(TO DO):
Convert the data below, from its first line through the line containing "[(553, 610), (553, 370)]", into a JSON list of strings with one string per line and no blank lines.

____ RECORDS PROVIDED

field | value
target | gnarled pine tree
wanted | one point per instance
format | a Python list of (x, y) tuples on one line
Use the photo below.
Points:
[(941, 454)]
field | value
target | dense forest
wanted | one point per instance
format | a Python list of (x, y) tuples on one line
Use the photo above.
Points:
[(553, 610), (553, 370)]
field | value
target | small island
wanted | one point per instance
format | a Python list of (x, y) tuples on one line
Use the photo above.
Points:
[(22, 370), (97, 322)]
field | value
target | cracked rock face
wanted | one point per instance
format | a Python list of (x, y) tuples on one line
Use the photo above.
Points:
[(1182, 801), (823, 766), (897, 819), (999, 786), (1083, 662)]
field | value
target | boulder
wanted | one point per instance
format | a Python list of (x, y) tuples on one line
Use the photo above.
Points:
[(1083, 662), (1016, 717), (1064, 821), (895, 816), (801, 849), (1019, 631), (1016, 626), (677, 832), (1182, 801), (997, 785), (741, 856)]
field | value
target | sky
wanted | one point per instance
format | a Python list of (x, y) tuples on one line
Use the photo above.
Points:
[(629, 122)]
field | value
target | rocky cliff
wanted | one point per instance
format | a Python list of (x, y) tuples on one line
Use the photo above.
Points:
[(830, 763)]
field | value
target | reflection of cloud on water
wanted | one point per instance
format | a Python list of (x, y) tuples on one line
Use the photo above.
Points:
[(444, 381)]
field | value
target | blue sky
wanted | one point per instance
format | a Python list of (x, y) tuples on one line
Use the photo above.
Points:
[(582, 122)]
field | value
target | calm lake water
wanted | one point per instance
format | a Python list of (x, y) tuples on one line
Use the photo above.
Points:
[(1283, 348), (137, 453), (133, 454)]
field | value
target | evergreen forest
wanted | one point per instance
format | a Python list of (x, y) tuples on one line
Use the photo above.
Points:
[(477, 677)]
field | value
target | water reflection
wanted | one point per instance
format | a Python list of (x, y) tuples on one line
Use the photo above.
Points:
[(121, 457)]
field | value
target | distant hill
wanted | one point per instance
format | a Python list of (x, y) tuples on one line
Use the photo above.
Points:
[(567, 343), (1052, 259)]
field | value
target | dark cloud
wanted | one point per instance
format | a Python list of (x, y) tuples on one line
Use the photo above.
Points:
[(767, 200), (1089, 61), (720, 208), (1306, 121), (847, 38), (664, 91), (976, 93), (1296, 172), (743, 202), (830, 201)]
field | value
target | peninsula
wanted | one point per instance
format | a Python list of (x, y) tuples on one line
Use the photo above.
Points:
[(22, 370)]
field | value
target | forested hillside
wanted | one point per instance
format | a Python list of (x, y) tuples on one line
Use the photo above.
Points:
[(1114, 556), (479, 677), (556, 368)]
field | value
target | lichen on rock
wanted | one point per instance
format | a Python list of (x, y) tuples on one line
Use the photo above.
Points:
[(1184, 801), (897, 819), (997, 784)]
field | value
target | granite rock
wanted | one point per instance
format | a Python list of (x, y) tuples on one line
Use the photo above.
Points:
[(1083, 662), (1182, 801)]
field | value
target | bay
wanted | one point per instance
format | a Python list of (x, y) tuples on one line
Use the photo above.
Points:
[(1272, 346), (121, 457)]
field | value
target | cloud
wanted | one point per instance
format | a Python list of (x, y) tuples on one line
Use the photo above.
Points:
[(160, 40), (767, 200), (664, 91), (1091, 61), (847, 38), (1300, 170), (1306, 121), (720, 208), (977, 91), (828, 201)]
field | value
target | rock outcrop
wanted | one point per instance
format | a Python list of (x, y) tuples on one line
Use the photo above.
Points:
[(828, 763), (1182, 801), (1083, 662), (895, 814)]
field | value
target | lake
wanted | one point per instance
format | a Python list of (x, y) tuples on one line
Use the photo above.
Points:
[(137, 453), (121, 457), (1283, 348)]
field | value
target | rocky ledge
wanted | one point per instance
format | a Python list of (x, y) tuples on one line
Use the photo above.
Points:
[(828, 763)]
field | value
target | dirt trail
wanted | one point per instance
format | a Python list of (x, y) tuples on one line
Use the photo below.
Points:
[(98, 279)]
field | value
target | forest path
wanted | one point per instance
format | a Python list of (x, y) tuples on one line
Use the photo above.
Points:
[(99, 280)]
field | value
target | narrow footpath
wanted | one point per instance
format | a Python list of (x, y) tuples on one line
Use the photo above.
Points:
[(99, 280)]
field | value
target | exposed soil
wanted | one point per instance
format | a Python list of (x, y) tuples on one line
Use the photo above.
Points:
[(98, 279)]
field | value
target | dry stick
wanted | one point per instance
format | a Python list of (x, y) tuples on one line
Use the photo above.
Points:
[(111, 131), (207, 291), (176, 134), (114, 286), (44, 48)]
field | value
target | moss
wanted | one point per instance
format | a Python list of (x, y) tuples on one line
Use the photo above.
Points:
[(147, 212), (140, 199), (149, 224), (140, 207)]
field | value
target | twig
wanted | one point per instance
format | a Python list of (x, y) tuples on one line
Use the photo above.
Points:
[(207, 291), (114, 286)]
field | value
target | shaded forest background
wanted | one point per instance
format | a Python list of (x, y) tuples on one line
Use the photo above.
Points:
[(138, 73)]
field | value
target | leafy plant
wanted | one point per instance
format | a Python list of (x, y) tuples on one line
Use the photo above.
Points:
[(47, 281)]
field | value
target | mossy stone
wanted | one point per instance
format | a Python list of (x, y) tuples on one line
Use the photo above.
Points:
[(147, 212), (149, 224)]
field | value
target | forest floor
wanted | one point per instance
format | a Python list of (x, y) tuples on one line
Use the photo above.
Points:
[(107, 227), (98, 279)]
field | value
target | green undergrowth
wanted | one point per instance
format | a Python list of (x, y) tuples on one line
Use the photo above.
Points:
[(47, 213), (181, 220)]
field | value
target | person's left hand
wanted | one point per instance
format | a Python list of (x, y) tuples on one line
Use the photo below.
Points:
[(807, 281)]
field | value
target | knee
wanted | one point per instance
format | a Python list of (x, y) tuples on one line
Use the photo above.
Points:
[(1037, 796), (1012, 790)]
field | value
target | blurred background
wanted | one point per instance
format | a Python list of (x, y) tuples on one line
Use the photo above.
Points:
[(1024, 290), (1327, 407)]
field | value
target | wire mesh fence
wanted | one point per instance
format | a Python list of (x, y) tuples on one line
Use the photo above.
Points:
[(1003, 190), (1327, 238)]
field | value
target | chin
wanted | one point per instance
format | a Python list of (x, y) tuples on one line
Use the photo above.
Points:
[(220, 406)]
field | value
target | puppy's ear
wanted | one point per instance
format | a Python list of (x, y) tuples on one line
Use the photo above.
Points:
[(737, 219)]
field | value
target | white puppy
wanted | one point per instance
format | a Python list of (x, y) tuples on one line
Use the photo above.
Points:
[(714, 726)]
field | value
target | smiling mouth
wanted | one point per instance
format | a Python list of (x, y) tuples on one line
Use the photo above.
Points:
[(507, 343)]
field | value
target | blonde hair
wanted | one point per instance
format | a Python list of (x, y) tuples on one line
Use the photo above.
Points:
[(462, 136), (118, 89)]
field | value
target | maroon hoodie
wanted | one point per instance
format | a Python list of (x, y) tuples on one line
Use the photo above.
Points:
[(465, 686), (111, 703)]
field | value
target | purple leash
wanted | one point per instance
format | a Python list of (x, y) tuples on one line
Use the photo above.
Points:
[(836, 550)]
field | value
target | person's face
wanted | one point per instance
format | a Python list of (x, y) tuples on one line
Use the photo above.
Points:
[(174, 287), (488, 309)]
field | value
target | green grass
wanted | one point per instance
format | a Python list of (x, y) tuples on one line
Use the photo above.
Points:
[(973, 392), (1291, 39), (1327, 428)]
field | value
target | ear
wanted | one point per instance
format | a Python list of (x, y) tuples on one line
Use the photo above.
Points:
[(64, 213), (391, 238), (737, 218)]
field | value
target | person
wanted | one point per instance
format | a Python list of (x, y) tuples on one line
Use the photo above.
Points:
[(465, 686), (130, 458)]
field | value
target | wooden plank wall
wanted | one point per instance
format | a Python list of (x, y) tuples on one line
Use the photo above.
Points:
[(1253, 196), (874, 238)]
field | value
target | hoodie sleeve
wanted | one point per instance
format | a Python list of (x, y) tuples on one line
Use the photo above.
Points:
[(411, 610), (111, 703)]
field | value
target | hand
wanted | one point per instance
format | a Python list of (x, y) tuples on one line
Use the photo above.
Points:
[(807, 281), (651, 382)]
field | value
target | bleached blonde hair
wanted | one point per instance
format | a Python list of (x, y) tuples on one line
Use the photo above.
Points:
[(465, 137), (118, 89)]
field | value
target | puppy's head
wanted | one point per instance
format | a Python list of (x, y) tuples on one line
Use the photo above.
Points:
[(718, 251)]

________

(WORKED ANSWER):
[
  "field | value",
  "target | gnarled pine tree",
  "wanted | one point per instance",
  "format | a Python list of (x, y) tuples on one line",
  "Use the photo below.",
  "Points:",
  "[(941, 454)]",
  "field | value",
  "target | dense forest",
  "wanted | one point per instance",
  "format | a Python list of (x, y) tuples on one line",
  "Use the photo above.",
  "Points:",
  "[(553, 610), (553, 370)]"
]